Texto proporcionado:

==*==

15.1.2004

El ambiente tóxico de la corrupción, por Natalio R. Botana

El tema de la corrupción regresa una y otra vez a ocupar el centro de la escena. Su presencia es como un signo de alerta acerca de lo mucho que nos falta avanzar en nuestra democracia luego de veinte años de práctica ininterrumpida.

De esto, en definitiva, se trata: de conocer el secreto del poder y develar, en suma, cuál es el sistema informal que se oculta tras las reglas escritas del régimen representativo en forma de dádivas, coimas y manipulación viciosa de los dineros públicos (en particular ese pozo negro de recursos presupuestarios llamado SIDE). El escándalo de los sobornos en el Senado de la Nación, que estalló hace tres años, ha sufrido otra nueva vuelta de tuerca debido a las declaraciones de un autoincriminado. Esto nos coloca ante la exigencia de llegar hasta el fondo de las cosas, determinando una verdad judicial que sancione, si cabe, a quien corresponda.

==*==

Lista de tareas:
A: Reproduce literalmente un fragmento de la columna sobre la corrupción: empieza en las palabras "El ambiente tóxico" y detente después de "de práctica ininterrumpida.".
B: Según la columna sobre la corrupción, ¿cuántos años de práctica ininterrumpida lleva la democracia?
C: Escribe lo que sigue en la columna sobre la corrupción, a partir de su última oración.
Los datos no tienen relación con la columna sobre la corrupción.

==*==

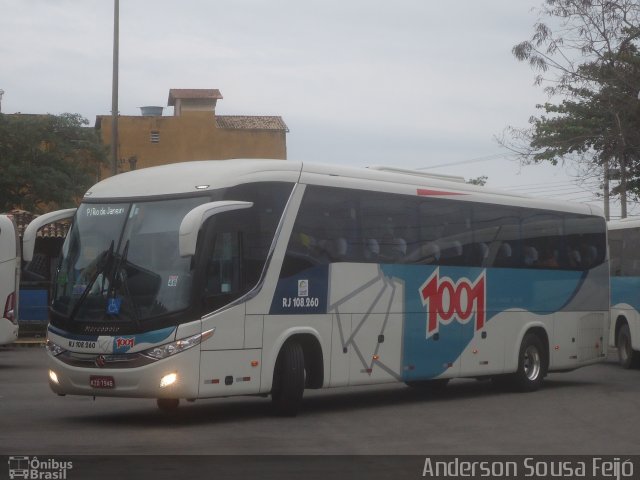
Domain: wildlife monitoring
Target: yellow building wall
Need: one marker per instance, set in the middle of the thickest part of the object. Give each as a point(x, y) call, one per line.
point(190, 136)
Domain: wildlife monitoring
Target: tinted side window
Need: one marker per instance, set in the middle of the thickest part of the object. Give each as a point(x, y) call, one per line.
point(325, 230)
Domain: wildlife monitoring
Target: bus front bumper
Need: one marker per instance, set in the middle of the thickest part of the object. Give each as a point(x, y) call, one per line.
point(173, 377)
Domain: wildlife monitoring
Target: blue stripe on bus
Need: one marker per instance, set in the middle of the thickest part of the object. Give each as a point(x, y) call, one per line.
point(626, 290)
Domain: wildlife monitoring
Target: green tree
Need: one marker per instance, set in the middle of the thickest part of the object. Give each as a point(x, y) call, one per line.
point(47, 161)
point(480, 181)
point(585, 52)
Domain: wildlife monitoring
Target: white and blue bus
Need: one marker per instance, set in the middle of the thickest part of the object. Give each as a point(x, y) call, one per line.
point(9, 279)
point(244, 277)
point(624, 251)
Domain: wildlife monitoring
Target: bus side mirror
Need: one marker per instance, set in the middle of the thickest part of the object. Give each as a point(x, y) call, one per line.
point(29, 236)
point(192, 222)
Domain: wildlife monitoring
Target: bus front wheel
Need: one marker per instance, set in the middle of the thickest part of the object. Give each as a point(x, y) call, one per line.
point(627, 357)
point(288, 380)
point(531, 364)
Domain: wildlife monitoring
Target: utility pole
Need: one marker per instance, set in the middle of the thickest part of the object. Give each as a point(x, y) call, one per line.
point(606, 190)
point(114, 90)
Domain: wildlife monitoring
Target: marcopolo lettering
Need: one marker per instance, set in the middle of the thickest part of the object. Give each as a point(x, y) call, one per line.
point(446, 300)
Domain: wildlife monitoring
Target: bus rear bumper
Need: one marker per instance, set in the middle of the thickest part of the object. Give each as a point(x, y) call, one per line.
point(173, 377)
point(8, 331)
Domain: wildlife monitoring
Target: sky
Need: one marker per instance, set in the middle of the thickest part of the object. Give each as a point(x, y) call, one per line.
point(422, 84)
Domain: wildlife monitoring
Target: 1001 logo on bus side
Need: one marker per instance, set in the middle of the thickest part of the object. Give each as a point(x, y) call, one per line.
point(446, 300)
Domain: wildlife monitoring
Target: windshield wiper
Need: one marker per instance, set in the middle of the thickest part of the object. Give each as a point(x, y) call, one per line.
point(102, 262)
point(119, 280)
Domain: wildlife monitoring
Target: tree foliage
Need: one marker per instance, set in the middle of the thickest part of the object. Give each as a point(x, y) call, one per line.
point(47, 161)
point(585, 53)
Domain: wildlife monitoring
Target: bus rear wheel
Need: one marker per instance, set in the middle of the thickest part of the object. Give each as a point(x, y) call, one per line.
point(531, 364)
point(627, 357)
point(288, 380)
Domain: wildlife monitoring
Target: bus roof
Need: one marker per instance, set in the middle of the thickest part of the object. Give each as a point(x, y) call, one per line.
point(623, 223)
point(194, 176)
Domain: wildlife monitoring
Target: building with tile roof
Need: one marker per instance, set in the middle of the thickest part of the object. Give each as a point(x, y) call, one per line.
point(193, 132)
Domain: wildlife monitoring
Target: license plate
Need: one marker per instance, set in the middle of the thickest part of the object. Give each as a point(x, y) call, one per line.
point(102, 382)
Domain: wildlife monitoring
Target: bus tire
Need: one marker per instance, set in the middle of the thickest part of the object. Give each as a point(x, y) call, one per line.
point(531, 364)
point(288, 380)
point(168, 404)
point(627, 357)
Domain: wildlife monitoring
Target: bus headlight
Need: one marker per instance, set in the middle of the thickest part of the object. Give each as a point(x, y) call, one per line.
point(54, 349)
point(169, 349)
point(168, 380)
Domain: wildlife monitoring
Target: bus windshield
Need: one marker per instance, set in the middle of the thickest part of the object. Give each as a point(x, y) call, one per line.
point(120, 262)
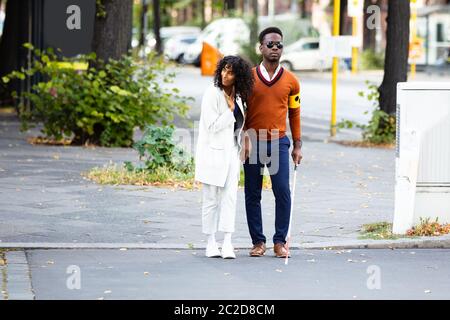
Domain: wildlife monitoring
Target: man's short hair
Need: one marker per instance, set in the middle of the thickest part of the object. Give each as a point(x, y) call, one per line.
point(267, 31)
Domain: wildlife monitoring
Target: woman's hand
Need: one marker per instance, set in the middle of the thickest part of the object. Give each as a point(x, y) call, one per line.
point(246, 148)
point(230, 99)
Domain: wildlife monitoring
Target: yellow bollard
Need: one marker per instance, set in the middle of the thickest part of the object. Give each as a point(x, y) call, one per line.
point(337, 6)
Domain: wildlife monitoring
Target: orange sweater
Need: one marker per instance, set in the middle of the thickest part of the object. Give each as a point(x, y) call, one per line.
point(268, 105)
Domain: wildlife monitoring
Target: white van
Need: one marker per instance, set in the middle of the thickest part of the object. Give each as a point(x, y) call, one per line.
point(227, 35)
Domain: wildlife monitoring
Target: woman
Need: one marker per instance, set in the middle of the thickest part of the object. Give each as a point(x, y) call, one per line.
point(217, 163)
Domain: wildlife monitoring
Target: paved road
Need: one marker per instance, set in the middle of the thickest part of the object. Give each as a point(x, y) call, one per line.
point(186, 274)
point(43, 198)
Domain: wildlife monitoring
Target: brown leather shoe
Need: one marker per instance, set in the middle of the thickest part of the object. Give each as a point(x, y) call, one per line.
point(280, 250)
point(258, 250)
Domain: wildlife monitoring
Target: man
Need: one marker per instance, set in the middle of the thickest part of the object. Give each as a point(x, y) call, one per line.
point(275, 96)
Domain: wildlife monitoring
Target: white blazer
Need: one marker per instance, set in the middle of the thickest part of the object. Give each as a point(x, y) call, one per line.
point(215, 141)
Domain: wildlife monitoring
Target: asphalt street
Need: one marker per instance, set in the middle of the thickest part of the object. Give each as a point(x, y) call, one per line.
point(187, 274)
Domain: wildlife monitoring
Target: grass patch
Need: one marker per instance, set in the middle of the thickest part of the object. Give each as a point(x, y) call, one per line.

==*==

Respuestas por tarea:
A:
El ambiente tóxico de la corrupción, por Natalio R. Botana

El tema de la corrupción regresa una y otra vez a ocupar el centro de la escena. Su presencia es como un signo de alerta acerca de lo mucho que nos falta avanzar en nuestra democracia luego de veinte años de práctica ininterrumpida.

B: Veinte años.

C:
El drama implícito en estas denuncias se traduce en la conciencia pública de que nuestra democracia está mal representada. Con respecto a este punto acierta la mayoría de las encuestas de opinión: un porcentaje mayoritario no se siente representado, lo que pone de manifiesto la ruptura del vínculo de confianza hacia aquellos que deberían obrar en su nombre. La crisis de representación no será entonces sencilla de superar. Y si las acciones posteriores a estas denuncias, y al juego implícito de no se sabe qué sectores en este asunto, culminan en otro enredo judicial sin mayores consecuencias, poco se habrá adelantado para suturar esa hiriente desconfianza. Se hundirán en el rechazo antiguos líderes populares, pero no se salvará el prestigio de la república democrática que hemos adoptado.

Entre dádivas y amenazas

¿De dónde proviene esta tradición malsana de fijar un precio a las leyes? El sistema de sobornos tiene raíces que la historiografía ha explorado, pero no es mera casualidad que esas componendas hayan supurado en el Senado, el lugar donde debería expresarse en plenitud el pacto federal de nuestra Constitución nacional.

De hecho, el imperio pacífico de este pacto está nublado por una praxis deficiente del régimen federal: dadme, en definitiva, un tipo de federalismo y te diré qué Senado tenemos.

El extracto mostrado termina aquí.